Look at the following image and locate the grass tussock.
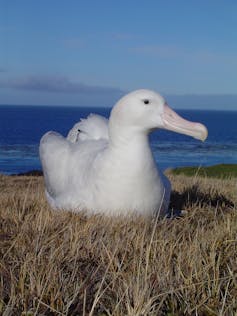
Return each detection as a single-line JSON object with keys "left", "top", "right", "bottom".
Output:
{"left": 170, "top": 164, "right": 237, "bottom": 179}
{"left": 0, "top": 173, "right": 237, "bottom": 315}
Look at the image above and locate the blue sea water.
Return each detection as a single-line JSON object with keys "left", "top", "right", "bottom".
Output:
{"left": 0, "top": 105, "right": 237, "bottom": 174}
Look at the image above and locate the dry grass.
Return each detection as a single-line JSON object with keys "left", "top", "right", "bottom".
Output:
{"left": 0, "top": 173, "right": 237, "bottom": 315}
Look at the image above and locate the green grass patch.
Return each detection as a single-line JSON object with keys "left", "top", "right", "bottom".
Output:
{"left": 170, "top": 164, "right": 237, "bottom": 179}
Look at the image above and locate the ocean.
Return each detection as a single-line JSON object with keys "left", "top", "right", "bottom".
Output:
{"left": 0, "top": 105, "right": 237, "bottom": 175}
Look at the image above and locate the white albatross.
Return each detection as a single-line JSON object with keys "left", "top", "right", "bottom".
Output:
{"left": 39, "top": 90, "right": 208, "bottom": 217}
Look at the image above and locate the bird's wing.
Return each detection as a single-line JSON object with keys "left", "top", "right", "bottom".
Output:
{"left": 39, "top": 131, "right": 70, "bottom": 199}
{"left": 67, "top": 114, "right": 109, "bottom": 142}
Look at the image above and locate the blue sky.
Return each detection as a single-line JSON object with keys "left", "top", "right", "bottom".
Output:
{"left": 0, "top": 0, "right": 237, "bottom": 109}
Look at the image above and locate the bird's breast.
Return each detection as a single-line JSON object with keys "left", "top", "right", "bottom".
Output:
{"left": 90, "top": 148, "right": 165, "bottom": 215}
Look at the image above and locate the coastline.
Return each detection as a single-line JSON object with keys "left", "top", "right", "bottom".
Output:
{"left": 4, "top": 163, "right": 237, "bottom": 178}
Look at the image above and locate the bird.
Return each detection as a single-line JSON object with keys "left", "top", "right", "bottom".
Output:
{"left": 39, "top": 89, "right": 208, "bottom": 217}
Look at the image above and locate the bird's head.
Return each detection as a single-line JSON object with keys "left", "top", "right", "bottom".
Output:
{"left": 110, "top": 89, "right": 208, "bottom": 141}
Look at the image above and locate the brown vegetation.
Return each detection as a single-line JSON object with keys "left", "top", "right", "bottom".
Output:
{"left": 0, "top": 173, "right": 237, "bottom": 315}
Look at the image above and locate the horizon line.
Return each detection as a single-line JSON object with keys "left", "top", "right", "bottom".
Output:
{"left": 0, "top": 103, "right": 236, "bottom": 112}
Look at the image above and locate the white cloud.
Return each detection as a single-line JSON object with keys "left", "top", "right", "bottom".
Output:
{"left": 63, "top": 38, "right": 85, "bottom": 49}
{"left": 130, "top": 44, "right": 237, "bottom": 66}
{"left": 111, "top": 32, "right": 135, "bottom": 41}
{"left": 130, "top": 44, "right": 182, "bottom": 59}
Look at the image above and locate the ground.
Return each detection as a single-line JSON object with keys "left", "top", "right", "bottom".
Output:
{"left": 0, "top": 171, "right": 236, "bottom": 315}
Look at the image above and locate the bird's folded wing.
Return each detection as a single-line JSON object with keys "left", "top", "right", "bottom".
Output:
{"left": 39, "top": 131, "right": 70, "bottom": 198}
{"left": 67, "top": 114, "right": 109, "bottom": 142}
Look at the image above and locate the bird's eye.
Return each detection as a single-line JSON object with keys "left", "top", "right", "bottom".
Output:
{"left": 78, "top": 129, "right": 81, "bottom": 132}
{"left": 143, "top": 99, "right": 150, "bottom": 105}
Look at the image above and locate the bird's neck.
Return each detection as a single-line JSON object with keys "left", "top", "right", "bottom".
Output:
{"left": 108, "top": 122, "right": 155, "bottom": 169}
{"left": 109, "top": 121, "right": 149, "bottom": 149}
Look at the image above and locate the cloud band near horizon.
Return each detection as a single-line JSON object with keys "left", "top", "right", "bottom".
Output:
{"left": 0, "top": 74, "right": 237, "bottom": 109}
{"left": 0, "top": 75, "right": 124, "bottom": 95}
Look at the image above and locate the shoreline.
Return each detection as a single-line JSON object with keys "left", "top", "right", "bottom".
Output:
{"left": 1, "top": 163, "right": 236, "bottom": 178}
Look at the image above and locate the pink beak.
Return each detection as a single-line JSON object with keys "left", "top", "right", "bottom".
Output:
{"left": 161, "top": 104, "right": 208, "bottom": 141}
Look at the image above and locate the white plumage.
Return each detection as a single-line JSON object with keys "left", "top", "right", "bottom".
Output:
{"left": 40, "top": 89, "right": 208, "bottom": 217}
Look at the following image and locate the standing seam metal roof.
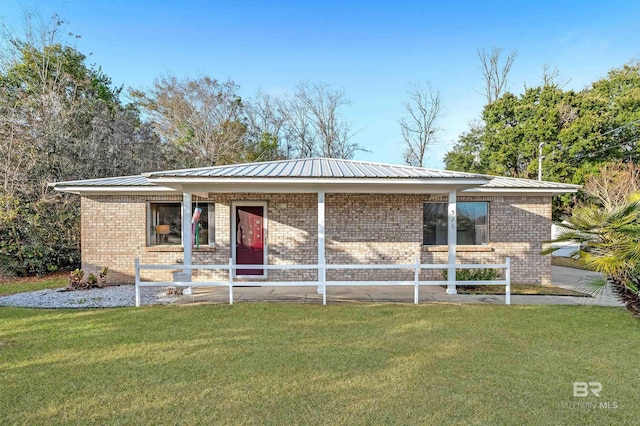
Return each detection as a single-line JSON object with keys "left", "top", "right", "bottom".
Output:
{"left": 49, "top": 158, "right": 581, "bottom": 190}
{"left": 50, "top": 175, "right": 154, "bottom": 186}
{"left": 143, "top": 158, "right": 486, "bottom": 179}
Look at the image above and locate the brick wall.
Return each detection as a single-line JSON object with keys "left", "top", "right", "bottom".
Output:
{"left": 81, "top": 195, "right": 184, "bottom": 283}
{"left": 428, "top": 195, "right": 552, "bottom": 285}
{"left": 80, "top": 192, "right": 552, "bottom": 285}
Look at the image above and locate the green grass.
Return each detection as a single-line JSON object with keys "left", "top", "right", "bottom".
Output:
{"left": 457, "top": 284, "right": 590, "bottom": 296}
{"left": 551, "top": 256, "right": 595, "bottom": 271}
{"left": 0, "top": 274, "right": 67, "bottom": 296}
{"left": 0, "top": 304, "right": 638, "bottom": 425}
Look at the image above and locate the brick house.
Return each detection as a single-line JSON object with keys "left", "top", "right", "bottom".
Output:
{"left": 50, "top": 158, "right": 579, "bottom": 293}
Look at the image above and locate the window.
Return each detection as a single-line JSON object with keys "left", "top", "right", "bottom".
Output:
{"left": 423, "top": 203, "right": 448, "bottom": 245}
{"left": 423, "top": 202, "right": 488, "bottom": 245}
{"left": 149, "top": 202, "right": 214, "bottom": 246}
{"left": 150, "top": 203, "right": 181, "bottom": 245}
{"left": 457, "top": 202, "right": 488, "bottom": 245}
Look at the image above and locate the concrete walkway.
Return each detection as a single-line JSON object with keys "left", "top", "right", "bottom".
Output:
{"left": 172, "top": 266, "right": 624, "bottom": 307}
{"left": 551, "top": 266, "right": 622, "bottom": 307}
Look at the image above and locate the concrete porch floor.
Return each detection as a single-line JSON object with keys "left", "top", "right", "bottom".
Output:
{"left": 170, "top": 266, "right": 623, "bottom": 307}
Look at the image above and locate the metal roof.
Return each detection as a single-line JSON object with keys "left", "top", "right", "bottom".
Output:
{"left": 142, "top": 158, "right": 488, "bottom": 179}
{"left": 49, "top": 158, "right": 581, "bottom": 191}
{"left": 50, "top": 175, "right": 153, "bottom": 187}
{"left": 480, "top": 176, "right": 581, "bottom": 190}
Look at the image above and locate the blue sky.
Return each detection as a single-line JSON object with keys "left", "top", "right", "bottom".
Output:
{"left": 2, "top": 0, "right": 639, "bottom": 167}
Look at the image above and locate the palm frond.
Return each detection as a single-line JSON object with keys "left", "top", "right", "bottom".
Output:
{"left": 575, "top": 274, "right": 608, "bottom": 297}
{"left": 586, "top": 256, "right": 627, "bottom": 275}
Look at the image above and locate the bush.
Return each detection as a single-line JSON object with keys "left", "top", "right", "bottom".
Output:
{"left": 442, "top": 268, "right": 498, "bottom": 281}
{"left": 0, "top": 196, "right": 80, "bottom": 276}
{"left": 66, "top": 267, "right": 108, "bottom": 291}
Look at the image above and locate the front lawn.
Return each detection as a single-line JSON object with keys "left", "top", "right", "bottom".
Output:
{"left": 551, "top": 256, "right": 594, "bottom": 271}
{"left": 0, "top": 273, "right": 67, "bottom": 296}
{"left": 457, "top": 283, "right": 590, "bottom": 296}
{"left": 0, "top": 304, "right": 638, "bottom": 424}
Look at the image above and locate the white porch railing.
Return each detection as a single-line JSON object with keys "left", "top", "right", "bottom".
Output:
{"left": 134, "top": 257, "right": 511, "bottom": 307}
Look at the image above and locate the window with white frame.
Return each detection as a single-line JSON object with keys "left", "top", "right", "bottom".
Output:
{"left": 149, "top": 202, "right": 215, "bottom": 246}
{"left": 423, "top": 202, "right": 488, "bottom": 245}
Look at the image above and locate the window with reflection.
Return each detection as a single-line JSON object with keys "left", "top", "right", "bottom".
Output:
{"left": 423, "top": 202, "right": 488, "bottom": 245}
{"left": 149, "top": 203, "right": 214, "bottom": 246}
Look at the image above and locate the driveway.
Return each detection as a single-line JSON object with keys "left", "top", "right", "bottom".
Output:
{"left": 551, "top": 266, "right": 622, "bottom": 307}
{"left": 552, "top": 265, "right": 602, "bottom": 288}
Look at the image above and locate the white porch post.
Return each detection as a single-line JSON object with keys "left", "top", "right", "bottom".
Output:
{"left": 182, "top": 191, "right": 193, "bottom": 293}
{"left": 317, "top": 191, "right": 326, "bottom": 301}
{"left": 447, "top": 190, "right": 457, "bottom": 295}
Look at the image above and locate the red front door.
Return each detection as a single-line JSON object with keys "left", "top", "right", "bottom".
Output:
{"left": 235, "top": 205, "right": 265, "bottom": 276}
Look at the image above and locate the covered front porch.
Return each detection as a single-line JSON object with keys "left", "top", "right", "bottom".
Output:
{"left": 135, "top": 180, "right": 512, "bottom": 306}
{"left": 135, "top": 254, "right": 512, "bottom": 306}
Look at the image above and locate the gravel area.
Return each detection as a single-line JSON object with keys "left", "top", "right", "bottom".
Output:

───

= Exercise objective =
Write out exactly the opening lines of the data, stopping after the line that holds "Look at the image above and locate the green grass patch.". Exclude pictures.

= Reply to the task =
Look at the following image and locate the grass tussock.
Return each detection as a single-line JSON object with keys "left", "top", "right", "bottom".
Output:
{"left": 170, "top": 164, "right": 237, "bottom": 179}
{"left": 0, "top": 173, "right": 237, "bottom": 315}
Look at the image above and locate the blue sea water.
Return each detection as a single-line JSON object with keys "left", "top", "right", "bottom".
Output:
{"left": 0, "top": 105, "right": 237, "bottom": 174}
Look at the image above and locate the dry grass.
Return each detection as a single-line JSON object with keys "left", "top", "right", "bottom".
Output:
{"left": 0, "top": 173, "right": 237, "bottom": 315}
Look at the image above and locate the green grass patch.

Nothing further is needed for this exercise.